• Set problem 1:
Could you extract the passage of the hedging discussion starting with "That's still below" and going on through "representative of forward."?

• Source:
++++++++++

You're correct with respect to increased supply during those periods of time. But we also expect higher carbon taxes as well.
So, do think there is upside to those years, but we won't see that until we get to another year out or so sort of similar to what you're seeing in 2022. It's starting to be more representative currently, but the other years need to see more liquidity before it'll start to fully reflect where we would see it settling in those years.
Mark Jarvi
Okay. And then when I look at the 2022 hedge position taking it up, the average prices are gone a little higher and closer now turn the lock in some floors in the $60 range, at least.
That's still below what forwards are like, would you still want to keep adding more forwards here into '22? Or like, could you start to slow down here as you push 50% hedging because obviously prices on the forward curve are $70 right now?
Sandra Haskins
Yeah, if you've seen prices go up, it doesn't form our view as to incremental hedges. So, we would be very opportunistic in terms of adding positions at a price that we see being in line with where we think things will settle.
So, we have locked in. We'd like to get hedges in place to protect the downside, if you will, but certainly our strategy has been to be less hedged and be very opportunistic to get only hedging at prices that we think are more representative of forward.
So.
Mark Jarvi
First thing that you did - if you didn't see more really good opportunities to lock in price, and you'll still be comfortable having this year 50% hedge going into next year? [Indiscernible]
Sandra Haskins
Yeah, no, absolutely. I think, historically, we've been somewhere between 50% to 100% hedge under the previous market dynamics, and we're very comfortable to be less hedge in the current market environment.
So, no expectation of having to increase that hedge position if we don't feel we're going to be seeing prices that are competitive.

++++++++++

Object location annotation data
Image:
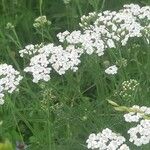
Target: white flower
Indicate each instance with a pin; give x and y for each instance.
(107, 140)
(112, 70)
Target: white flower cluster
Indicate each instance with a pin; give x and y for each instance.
(30, 50)
(140, 134)
(100, 31)
(50, 56)
(106, 140)
(111, 70)
(109, 29)
(9, 80)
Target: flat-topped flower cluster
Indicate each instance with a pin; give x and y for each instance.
(99, 32)
(106, 140)
(139, 135)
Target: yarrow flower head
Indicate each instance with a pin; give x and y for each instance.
(9, 80)
(49, 56)
(111, 70)
(106, 140)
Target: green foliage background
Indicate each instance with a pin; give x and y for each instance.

++++++++++

• Set problem 2:
Can you lay out the lines of the records, starting with the line containing "Target: flat-topped flower cluster" and going on through the end of the records, as a JSON list of strings, one string per line, with blank lines left out?

• Task response 1:
That's still below what forwards are like, would you still want to keep adding more forwards here into '22? Or like, could you start to slow down here as you push 50% hedging because obviously prices on the forward curve are $70 right now?
Sandra Haskins
Yeah, if you've seen prices go up, it doesn't form our view as to incremental hedges. So, we would be very opportunistic in terms of adding positions at a price that we see being in line with where we think things will settle.
So, we have locked in. We'd like to get hedges in place to protect the downside, if you will, but certainly our strategy has been to be less hedged and be very opportunistic to get only hedging at prices that we think are more representative of forward.

• Task response 2:
[
  "Target: flat-topped flower cluster",
  "Indicate each instance with a pin; give x and y for each instance.",
  "(99, 32)",
  "(106, 140)",
  "(139, 135)",
  "Target: yarrow flower head",
  "Indicate each instance with a pin; give x and y for each instance.",
  "(9, 80)",
  "(49, 56)",
  "(111, 70)",
  "(106, 140)",
  "Target: green foliage background",
  "Indicate each instance with a pin; give x and y for each instance."
]